Directions for this task :: What are the lines, word for word, from the line with "Quickstart: provide a target and the photo below, and" up to and including the line with "140, row 135." in the records below? Omit the pictures.

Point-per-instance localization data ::
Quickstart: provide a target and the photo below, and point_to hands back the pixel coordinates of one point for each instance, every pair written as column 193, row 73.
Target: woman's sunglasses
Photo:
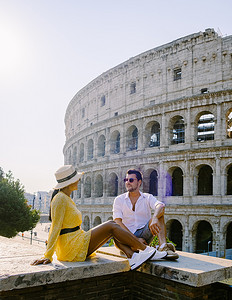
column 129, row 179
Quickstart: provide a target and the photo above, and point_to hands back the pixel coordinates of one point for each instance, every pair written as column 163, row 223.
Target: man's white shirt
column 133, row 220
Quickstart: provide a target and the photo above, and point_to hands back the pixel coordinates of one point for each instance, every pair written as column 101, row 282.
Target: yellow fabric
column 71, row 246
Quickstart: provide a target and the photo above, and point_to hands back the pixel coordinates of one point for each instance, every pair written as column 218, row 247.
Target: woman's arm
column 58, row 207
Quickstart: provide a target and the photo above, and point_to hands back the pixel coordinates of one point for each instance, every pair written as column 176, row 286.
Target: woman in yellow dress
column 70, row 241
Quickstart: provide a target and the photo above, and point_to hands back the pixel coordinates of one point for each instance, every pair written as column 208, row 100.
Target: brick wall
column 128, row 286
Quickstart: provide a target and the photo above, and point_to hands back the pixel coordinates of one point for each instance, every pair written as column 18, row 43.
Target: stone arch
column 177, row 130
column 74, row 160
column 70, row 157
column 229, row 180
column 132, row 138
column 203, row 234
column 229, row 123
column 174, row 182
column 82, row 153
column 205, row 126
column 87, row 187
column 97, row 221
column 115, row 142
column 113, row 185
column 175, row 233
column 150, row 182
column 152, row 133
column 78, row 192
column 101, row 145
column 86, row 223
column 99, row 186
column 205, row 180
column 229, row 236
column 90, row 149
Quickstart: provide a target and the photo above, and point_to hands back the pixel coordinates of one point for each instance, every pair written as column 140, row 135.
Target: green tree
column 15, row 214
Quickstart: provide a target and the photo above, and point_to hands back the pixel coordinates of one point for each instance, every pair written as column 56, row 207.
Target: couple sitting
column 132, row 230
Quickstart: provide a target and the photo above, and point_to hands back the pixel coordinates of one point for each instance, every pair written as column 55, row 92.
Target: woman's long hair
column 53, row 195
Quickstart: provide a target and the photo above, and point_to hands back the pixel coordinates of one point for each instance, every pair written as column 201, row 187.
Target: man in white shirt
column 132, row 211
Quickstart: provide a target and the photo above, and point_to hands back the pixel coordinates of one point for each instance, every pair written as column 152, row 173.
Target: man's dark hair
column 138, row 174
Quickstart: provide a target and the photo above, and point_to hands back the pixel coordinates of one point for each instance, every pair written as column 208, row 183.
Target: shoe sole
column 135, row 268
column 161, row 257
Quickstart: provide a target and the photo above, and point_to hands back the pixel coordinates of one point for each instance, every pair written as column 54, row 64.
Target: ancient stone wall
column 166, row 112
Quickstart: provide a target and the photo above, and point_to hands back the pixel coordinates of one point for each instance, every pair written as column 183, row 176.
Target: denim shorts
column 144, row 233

==

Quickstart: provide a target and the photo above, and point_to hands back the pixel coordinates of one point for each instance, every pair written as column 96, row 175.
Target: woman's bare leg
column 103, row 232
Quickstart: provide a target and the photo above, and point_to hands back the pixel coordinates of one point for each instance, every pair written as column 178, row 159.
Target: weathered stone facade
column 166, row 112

---

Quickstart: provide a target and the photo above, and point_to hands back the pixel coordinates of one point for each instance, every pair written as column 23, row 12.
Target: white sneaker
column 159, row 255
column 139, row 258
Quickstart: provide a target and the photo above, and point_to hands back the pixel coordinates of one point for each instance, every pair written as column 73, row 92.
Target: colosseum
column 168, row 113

Answer for this exercise ::
Quickstart: provide a target and the photo below, and point_to hands back the pixel coordinates of one point for each instance, every pair written as column 193, row 73.
Target: woman's sunglasses
Photo:
column 129, row 179
Quickstart: provide a target and the photo above, and point_to hands back the pixel coordinates of one point for each instance, every pair written as column 163, row 223.
Target: man's white shirt
column 133, row 220
Quickstart: provide a target and the photo above, and point_to hands back the pixel coordinates of one point for each instance, every pair written as column 101, row 282.
Target: yellow fabric
column 71, row 246
Quickstart: provide a target and the photo above, and point_to hands back the pixel coordinates of one point for each instance, every pair written as column 218, row 247.
Target: woman's arm
column 58, row 207
Quickstart: provide a target and the photo above, and point_to hands back the pixel coordinates of one point for each instance, every pair written as column 176, row 286.
Target: woman in yellow dress
column 70, row 241
Quickstart: provide a target and the photo above, and point_to hands back the pixel coordinates of one point for each instance, every pair written as column 208, row 100.
Target: brick wall
column 128, row 286
Quickstart: provide a target and the photo above, and point_to hands back the pixel coordinates of one point for each instance, every pair written as column 18, row 43.
Target: stone arch
column 177, row 130
column 74, row 160
column 70, row 157
column 229, row 180
column 132, row 138
column 203, row 234
column 229, row 123
column 174, row 182
column 82, row 153
column 205, row 126
column 87, row 187
column 97, row 221
column 115, row 142
column 113, row 185
column 175, row 233
column 150, row 182
column 152, row 133
column 78, row 192
column 101, row 145
column 86, row 223
column 99, row 186
column 205, row 180
column 229, row 236
column 90, row 149
Quickstart: provide a target and the photo above, and point_to hands back the pixel coordinates of one point for each instance, every pair written as column 140, row 135.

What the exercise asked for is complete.